PROBLEM DETAILS
Nothing in the records may be dropped or altered when you repeat them.

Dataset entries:

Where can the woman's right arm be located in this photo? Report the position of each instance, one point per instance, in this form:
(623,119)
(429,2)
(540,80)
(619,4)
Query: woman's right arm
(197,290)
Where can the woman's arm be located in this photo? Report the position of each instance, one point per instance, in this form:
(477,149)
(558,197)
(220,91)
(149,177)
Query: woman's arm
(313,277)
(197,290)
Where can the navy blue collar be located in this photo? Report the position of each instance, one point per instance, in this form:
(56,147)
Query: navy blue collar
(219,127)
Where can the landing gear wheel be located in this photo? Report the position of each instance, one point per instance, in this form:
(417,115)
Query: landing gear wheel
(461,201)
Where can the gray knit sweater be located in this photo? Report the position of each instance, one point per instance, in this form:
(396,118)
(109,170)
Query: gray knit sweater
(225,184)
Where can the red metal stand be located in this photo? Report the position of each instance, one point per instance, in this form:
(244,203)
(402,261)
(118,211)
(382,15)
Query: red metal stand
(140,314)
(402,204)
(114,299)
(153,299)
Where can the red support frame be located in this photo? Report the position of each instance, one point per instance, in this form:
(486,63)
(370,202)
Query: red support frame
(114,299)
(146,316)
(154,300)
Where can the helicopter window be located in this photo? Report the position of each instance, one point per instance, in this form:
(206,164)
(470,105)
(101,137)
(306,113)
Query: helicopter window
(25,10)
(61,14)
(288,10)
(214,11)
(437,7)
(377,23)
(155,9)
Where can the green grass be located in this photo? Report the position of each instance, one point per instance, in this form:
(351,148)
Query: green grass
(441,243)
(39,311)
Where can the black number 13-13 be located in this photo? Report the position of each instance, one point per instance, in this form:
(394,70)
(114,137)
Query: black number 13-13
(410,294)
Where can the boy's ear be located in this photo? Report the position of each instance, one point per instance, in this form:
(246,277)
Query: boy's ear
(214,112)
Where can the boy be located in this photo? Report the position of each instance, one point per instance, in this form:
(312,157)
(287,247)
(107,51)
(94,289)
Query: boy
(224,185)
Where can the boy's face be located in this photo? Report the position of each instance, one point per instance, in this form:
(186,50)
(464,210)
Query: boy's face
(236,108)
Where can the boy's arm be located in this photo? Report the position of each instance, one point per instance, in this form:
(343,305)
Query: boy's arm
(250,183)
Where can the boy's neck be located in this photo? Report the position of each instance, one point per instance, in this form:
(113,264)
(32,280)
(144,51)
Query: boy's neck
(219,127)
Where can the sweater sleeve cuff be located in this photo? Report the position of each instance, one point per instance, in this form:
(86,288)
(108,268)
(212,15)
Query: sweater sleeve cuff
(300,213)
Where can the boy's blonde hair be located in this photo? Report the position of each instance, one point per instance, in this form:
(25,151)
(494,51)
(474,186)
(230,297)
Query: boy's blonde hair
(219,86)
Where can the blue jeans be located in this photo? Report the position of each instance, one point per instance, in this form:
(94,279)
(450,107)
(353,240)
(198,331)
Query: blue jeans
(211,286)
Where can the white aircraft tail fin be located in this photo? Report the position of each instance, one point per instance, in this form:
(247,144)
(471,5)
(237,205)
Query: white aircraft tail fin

EXPECTED ANSWER
Where can the woman's right arm be located in this photo? Report the position of each instance, one point per instance, in this form:
(623,119)
(429,2)
(540,80)
(619,4)
Query: woman's right arm
(197,290)
Where can the woman's arm be located in this photo? Report the position of each instance, one point per instance, in this form:
(477,149)
(558,197)
(220,91)
(149,177)
Query: woman's arm
(313,277)
(197,290)
Where can the navy blue collar be located in this photo? Report the position of each instance, one point per instance, in this form:
(56,147)
Query: navy blue collar
(219,127)
Where can the landing gear wheel be located in this photo? Report the position of each instance, one point per instance, in this form:
(417,115)
Query: landing gear wheel
(461,201)
Where can the gray knit sweater be located in this photo? Report the position of each instance, one point per instance, in this form:
(396,118)
(109,170)
Query: gray knit sweater
(225,184)
Where can the red metal stand be located in this photo? Report the position of each instance, one point per instance, in this form:
(244,203)
(402,261)
(118,211)
(382,15)
Query: red metal stand
(140,314)
(402,204)
(114,299)
(153,299)
Where can the red support frame be located in this photo? Report the position of each instance, one point per instance, in this form:
(486,63)
(370,202)
Query: red support frame
(114,299)
(146,316)
(154,300)
Where can the helicopter window be located in this photo? Report the position of each instance, one point per instance, in this form:
(206,164)
(470,105)
(101,137)
(306,113)
Query: helicopter window
(25,10)
(61,14)
(288,10)
(214,11)
(437,7)
(377,23)
(155,9)
Where can the green grass be located in this photo? Report the position of each instance, one point per instance, in this form:
(351,148)
Query: green grass
(441,243)
(39,311)
Where can the black number 13-13 be located in this photo? Report the position of each instance, one point per instance, in this form:
(394,70)
(114,137)
Query: black number 13-13
(410,294)
Where can the boy's ear be located in this photo? Report the position of each instance, one point per instance, in this form:
(246,277)
Query: boy's ear
(214,112)
Where can the boy be located in this photo? Report the position of each instance, one point per instance, in this form:
(312,157)
(287,247)
(107,51)
(94,289)
Query: boy
(224,185)
Where can the boy's face be located in this photo? Report the position of each instance, one point per instance, in this form:
(186,50)
(464,210)
Query: boy's face
(236,108)
Where can the boy's arm be located in this photo? Report the position of each instance, one point per instance, in this form:
(343,305)
Query: boy's arm
(250,183)
Where can the boy's neck be located in this photo? Report the position of each instance, one point per instance, in this form:
(113,264)
(32,280)
(144,51)
Query: boy's neck
(219,127)
Where can the sweater sleeve cuff be located in this photo? Report the position of each instance, one point per instance, in this form:
(86,288)
(108,268)
(212,15)
Query: sweater sleeve cuff
(300,213)
Where can the boy's blonde hair be located in this photo? Report the position of each instance, one point per instance, in this form:
(25,151)
(494,51)
(474,186)
(230,297)
Query: boy's blonde hair
(219,86)
Where can the blue jeans be located in this photo? Report the position of each instance, one point per instance, in this form:
(94,279)
(450,107)
(353,240)
(198,331)
Query: blue jeans
(211,286)
Where can the white aircraft tail fin be located in this photo? Report the position of each instance, one point per instance, in this form:
(247,144)
(471,5)
(237,205)
Query: white aircraft tail fin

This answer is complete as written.